Extracted records:
»»

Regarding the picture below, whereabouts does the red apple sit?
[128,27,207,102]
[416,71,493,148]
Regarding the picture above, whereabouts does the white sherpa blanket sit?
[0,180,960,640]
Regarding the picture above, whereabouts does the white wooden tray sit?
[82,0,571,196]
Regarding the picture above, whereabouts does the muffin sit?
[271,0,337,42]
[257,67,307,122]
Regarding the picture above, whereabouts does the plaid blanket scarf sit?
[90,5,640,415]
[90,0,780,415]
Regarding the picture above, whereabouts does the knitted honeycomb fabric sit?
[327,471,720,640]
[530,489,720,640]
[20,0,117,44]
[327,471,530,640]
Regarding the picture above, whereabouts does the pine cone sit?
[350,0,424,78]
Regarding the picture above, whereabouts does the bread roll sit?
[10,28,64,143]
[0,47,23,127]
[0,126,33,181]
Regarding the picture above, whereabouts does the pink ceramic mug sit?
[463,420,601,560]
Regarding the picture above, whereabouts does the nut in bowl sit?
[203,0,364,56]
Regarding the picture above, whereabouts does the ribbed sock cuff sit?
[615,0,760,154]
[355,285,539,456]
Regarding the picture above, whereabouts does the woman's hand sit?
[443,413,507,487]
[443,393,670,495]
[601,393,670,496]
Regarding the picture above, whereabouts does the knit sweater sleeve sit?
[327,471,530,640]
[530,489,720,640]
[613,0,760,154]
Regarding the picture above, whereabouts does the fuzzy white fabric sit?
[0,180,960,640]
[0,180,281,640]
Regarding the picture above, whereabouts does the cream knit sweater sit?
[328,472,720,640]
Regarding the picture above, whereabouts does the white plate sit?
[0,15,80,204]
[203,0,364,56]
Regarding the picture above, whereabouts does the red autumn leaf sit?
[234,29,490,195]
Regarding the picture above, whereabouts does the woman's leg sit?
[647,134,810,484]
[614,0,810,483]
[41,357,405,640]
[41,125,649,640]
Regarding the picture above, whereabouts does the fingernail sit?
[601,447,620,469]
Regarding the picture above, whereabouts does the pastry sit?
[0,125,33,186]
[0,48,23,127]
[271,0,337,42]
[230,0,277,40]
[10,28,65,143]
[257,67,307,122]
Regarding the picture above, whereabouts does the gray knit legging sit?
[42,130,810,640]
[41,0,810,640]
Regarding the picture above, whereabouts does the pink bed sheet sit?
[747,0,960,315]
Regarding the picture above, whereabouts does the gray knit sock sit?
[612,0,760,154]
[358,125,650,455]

««

Requirement>
Write out the records above again, substituting "where" for every "whereabouts" and changing nothing else.

Answer for this exercise>
Regarding the picture below, where does the red apple sit?
[128,27,207,102]
[416,71,493,148]
Regarding the picture above, where does the white sherpa blanket sit?
[0,180,960,640]
Regarding the picture above, where does the white wooden tray sit?
[82,0,571,196]
Regarding the picture above, where does the muffin sit?
[271,0,337,42]
[257,67,307,122]
Regarding the picture above, where does the plaid blanket scarf sit?
[90,5,640,415]
[90,0,780,415]
Regarding the picture above, where does the knitted honeycomb fabric sit?
[327,471,720,640]
[530,489,720,640]
[20,0,117,44]
[327,471,530,640]
Regarding the picture above, where does the pine cone sit?
[350,0,424,78]
Regarding the picture above, where does the bread roll sit?
[10,28,64,143]
[0,47,23,127]
[0,126,33,181]
Regarding the picture above, where does the pink ceramic mug sit?
[463,420,601,560]
Regarding the picture above, where does the nut in bowl sit?
[203,0,364,56]
Regarding the picture above, where does the ribbed sock cuff sit?
[615,0,760,154]
[355,285,539,456]
Regarding the picture above, where does the woman's hand sit?
[443,413,507,487]
[443,393,670,495]
[601,393,670,496]
Regarding the picture above, where does the knit sweater sleeve sit?
[327,471,530,640]
[530,489,720,640]
[613,0,760,154]
Regarding the picture above, where does the fuzzy white fabric sit?
[0,180,960,640]
[0,180,281,640]
Regarding the picture above, where does the cream knit sweater sit?
[328,472,720,640]
Regarding the picture above, where does the white plate sit?
[0,15,80,204]
[203,0,364,56]
Regarding the picture above, where does the red autumn leaf sit?
[234,29,490,195]
Regarding the picture above, where does the woman's leg sit?
[647,134,810,484]
[614,0,810,483]
[41,357,405,640]
[41,125,649,640]
Regarding the picture above, where does the fingernail sit?
[601,447,620,469]
Regarding the picture above, where does the pastry sit?
[0,125,33,186]
[0,48,23,127]
[271,0,337,42]
[230,0,277,40]
[10,28,65,143]
[257,67,307,122]
Regarding the picture above, where does the gray knit legging sit?
[42,130,810,640]
[41,0,810,640]
Regarding the picture above, where does the pink bed sheet sit?
[747,0,960,315]
Regarding the picture above, where does the gray knit sock sit?
[612,0,760,154]
[358,125,650,455]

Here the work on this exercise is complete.